▶ **TASKS FOR THIS EXERCISE**:
1: In the Hayman fire article, rewrite the passage from "The group began" to "mulch are destroyed.", swapping "moon-like" for "barren".
2: According to the Hayman fire article, at what temperature does soil life begin to die?
3: What comes next in the Hayman fire article? Write the continuation from where it stops.

▶ **PAGE EXTRACT**:

##############################

Colorado State Experts Search for Signs of Life at Hayman Fire Site, Investigate Erosion and Water Pollution Prevention

Colorado State University soil scientists are investigating the 2002 Hayman fire site for the first signs of life – microbial life – and testing strategies that will help prevent erosion and test tools that help future fire sites recover more quickly.

The team consists of Mary Schutter, soil microbiology assistant professor; Troy Bauder, Colorado State University Cooperative Extension water expert, and Greg Butters, soil hydrologist associate professor; and faculty affiliate Robert Brobst, science coordinator of the Hayman Fire.

The group began looking a how the site was recovering as soon as they could step foot on the 137,000-acre, moon-like landscape, where experts say fire temperatures reached in excess of 400 degrees Celsius – that’s a balmy 752 degrees F – and at least one area reached more than 650 degrees C, more than 1,200 degrees F. At a mere 50 degrees C, soil life – the small single-cell organisms that live in the soil – begin to die. At 300 degrees C, organic matter including grass, trees and mulch are destroyed.

##############################

▶ **MATERIAL SHOWN**:
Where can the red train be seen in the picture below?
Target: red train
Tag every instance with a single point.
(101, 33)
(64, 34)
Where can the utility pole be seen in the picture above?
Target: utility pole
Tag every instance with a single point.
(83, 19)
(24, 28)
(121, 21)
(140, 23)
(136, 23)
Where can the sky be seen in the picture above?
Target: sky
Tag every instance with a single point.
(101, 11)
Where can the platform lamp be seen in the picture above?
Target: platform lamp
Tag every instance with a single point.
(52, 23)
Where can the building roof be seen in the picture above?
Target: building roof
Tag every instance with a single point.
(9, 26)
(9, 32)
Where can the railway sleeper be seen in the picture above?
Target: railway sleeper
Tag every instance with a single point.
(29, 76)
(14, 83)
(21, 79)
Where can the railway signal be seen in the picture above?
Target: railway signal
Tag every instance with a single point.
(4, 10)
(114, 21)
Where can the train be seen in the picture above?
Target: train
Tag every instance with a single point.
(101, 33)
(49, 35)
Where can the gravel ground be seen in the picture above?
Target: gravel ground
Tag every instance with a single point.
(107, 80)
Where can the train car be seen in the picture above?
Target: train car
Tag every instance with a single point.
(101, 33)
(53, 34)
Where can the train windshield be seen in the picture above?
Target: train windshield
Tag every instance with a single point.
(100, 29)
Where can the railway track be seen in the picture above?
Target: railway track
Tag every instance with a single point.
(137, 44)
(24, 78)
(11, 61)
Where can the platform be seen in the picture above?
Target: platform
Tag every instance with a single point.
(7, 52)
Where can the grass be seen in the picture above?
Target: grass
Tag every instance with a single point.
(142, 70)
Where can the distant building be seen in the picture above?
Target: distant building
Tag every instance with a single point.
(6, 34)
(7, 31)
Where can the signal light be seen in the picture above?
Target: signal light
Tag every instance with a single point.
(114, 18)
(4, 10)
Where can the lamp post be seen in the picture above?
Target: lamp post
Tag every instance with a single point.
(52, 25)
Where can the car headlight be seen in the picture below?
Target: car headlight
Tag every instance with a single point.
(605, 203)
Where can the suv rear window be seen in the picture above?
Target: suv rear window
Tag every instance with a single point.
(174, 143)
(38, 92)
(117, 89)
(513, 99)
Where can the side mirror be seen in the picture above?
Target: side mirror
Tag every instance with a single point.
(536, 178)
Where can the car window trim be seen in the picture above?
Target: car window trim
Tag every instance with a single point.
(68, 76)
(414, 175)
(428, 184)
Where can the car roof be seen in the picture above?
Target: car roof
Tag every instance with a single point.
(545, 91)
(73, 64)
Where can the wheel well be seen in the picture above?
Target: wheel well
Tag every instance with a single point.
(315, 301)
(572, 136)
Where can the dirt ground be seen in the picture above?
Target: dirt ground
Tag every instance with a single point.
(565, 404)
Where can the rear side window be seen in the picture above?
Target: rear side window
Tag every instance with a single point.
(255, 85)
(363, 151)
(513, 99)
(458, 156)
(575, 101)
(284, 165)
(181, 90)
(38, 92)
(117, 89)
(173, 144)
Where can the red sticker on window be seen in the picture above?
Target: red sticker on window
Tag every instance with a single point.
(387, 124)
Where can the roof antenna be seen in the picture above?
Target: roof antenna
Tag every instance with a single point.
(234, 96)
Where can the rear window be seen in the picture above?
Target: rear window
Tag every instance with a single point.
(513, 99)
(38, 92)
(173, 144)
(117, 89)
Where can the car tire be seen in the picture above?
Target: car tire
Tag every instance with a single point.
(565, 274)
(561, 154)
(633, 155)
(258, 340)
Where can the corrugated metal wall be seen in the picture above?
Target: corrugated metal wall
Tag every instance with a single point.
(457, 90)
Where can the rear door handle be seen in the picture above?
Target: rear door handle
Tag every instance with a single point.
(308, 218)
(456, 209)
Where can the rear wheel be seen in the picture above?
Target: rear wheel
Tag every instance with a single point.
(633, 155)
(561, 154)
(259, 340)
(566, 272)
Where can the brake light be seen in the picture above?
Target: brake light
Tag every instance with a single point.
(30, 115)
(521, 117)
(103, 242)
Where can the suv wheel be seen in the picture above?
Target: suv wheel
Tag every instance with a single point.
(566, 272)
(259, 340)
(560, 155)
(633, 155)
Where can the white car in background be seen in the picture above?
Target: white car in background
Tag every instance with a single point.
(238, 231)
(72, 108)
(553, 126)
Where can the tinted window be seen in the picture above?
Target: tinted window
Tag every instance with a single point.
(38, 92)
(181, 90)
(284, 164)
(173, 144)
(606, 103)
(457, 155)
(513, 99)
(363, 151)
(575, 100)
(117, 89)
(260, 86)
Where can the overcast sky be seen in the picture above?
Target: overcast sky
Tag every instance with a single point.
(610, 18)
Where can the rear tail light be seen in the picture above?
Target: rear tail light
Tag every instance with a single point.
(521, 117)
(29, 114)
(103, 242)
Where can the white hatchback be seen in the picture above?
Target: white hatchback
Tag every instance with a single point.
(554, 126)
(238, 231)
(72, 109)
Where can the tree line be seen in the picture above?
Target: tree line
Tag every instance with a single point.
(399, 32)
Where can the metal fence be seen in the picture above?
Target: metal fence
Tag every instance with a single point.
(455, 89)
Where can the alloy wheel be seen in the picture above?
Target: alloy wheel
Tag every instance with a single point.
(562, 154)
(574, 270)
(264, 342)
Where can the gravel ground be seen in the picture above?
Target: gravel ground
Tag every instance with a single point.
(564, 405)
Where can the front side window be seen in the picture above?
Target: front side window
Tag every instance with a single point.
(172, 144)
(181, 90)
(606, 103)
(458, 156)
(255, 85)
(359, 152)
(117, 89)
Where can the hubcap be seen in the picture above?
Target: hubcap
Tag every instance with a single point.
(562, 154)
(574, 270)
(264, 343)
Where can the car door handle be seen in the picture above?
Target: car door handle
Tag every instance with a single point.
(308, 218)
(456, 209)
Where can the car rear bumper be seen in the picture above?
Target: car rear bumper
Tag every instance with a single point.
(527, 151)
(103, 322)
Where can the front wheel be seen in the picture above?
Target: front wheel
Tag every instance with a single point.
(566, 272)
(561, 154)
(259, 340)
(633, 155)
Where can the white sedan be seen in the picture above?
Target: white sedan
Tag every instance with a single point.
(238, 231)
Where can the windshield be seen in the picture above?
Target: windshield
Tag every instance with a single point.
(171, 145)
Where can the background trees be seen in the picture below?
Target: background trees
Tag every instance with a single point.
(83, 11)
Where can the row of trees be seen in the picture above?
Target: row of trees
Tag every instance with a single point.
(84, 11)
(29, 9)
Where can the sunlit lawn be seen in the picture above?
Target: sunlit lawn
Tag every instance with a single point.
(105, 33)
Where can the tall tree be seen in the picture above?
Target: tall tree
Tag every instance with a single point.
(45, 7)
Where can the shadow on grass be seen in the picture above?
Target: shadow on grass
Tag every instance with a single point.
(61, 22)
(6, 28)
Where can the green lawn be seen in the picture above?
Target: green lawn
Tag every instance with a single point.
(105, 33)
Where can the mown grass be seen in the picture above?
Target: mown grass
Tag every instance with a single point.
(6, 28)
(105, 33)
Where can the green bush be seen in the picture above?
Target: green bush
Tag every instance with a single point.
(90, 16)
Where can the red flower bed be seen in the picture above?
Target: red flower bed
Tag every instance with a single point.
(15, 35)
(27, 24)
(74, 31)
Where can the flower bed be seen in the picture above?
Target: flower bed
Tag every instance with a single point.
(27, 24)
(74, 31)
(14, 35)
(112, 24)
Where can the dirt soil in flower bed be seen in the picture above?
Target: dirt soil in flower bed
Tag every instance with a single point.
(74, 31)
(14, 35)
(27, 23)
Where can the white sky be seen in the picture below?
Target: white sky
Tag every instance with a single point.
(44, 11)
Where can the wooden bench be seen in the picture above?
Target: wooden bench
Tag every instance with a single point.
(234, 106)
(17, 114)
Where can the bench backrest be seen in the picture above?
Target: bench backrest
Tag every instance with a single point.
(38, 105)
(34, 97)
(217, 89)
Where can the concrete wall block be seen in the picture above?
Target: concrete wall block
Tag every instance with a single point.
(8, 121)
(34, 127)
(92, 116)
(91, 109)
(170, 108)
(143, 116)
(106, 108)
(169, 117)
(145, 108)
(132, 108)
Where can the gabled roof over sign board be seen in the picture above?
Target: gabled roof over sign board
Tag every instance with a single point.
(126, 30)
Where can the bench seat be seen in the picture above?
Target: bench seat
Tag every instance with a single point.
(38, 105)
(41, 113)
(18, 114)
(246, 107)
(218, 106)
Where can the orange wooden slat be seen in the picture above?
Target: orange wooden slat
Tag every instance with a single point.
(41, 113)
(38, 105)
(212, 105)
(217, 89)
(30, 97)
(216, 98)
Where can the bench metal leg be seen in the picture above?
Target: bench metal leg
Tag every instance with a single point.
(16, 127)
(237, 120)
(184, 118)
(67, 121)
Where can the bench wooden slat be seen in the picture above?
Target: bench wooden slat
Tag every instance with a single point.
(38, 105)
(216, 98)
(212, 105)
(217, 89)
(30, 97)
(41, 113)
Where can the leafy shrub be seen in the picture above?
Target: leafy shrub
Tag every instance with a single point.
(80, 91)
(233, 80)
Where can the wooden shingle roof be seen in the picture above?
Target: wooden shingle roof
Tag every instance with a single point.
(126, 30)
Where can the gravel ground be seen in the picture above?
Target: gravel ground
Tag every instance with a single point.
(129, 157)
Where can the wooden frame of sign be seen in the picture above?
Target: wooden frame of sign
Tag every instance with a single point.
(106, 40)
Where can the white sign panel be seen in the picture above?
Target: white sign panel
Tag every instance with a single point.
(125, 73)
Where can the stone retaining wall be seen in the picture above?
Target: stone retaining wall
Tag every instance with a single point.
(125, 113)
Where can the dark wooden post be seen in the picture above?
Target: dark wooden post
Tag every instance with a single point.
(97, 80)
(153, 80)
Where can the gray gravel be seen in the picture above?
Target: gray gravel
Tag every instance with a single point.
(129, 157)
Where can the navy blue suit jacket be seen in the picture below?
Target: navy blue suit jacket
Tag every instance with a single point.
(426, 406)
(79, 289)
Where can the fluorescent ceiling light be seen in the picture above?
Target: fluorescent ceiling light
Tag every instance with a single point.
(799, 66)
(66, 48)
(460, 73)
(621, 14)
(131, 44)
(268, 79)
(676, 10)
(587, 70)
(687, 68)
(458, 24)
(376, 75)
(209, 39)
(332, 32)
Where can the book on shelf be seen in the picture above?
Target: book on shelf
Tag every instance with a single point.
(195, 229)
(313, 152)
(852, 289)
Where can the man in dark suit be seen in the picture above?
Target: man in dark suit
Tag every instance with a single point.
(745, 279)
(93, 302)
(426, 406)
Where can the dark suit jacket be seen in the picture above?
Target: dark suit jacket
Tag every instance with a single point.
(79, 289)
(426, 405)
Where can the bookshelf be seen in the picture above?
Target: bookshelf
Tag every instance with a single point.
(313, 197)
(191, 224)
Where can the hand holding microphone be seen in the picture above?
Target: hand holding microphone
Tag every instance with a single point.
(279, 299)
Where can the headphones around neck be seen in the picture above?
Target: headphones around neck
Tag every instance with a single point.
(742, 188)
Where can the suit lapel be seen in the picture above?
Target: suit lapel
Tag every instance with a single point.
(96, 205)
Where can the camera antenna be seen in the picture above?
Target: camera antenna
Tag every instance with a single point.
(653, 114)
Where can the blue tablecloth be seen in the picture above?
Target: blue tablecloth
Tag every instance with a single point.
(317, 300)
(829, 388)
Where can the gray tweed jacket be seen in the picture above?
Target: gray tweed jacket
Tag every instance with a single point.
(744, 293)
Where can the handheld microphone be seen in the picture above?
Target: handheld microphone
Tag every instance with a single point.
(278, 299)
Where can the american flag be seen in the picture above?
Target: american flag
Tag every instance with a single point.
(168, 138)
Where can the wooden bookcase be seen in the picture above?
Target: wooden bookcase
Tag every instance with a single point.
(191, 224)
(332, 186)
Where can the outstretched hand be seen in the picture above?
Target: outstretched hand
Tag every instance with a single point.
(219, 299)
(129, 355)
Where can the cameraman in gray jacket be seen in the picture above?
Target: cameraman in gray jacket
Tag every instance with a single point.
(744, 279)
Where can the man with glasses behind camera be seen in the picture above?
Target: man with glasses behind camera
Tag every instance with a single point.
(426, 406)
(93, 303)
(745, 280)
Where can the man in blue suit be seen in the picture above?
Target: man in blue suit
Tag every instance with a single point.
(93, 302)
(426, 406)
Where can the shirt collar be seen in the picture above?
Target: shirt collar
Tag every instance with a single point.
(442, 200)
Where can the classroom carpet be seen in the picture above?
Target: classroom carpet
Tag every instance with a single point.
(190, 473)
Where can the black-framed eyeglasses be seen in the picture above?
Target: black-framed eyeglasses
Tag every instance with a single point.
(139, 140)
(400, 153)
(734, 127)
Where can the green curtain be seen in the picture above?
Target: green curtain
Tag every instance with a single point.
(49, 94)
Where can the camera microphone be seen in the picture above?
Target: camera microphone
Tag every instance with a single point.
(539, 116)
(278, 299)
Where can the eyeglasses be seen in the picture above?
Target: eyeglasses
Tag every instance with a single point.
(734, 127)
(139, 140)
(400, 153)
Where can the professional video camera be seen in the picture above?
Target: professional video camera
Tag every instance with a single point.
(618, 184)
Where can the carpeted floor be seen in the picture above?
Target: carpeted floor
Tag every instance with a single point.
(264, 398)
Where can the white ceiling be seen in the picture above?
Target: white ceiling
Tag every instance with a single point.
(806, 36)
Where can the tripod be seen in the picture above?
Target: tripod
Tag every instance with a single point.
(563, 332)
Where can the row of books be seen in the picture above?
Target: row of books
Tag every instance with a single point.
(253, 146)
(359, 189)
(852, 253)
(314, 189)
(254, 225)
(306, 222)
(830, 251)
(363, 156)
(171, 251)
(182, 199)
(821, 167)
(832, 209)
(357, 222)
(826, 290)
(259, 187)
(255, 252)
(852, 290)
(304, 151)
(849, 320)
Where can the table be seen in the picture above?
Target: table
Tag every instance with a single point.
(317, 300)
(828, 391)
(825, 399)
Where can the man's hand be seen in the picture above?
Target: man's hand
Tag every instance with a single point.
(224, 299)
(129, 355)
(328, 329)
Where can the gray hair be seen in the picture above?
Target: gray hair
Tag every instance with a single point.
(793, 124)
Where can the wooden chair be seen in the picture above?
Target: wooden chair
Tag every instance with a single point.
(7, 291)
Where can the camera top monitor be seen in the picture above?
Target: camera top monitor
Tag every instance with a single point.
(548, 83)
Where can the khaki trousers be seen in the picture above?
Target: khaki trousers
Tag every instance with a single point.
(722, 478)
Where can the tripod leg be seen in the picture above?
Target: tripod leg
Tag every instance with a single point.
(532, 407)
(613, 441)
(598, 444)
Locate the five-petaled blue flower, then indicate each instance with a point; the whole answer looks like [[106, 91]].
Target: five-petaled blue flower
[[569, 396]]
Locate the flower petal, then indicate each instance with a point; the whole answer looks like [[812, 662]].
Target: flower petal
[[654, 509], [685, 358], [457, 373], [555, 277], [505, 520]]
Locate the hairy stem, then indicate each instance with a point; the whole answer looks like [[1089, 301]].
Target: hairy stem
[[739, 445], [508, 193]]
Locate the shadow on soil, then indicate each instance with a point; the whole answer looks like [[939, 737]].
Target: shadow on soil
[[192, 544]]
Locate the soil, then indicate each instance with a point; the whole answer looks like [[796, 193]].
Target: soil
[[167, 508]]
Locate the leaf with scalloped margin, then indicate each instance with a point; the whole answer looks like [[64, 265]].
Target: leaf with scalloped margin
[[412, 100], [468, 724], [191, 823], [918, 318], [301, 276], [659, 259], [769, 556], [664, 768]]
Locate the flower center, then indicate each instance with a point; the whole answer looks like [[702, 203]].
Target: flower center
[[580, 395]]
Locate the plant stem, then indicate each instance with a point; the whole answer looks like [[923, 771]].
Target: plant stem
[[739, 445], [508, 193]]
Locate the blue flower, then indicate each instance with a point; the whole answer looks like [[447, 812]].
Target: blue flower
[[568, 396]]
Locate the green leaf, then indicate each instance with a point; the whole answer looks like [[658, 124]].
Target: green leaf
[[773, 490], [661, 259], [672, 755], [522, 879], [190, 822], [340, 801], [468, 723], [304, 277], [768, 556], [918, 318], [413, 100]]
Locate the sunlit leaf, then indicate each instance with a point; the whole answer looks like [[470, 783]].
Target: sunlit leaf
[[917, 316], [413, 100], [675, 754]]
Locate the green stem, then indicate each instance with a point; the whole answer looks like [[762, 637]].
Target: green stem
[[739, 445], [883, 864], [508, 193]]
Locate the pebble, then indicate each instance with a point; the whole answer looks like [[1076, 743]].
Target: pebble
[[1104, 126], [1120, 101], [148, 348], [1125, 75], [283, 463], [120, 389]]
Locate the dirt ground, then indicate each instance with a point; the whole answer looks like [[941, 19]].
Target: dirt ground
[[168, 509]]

##############################

▶ **ANSWERS FOR THIS EXERCISE**:
1:
The group began looking a how the site was recovering as soon as they could step foot on the 137,000-acre, barren landscape, where experts say fire temperatures reached in excess of 400 degrees Celsius – that’s a balmy 752 degrees F – and at least one area reached more than 650 degrees C, more than 1,200 degrees F. At a mere 50 degrees C, soil life – the small single-cell organisms that live in the soil – begin to die. At 300 degrees C, organic matter including grass, trees and mulch are destroyed.

2: At 50 degrees C.

3:
Together, the group is looking for the first signs of life and investigating treatments that will prevent erosion, such as those that cause soil to clump into larger pieces that are not as likely to be carried off by water.

"The regeneration of soil life, such as fungi, is the first step to soil recovery after a fire," said Schutter. "We hope that some fungal spores are heat resistant so that they can survive fires and regenerate themselves. Otherwise, we have to wait for them to grow back from the outside fringes of a fire."

In some areas, where the fire did not reach the most extreme temperatures, soil life survived. Schutter will continue to test soil samples into next fall and winter to measure the rate at which the fire site is regenerating and also will measure whether or not soil treatments such as hydromulch, a foamy man-made material that is commonly applied to areas burned by wildfire, speed up vegetation growth.

While Schutter focuses on discovering the first signs of regenerating life on the burn site, Bauder and Butters look for clues and tools that will help prevent erosion. When organic matter burns in a hot forest fire, it forms a waxy layer on the ground. This layer makes the soil hydrophobic, which means that water beads up on the surface of dirt instead of soaking into the ground, like water on a freshly waxed car.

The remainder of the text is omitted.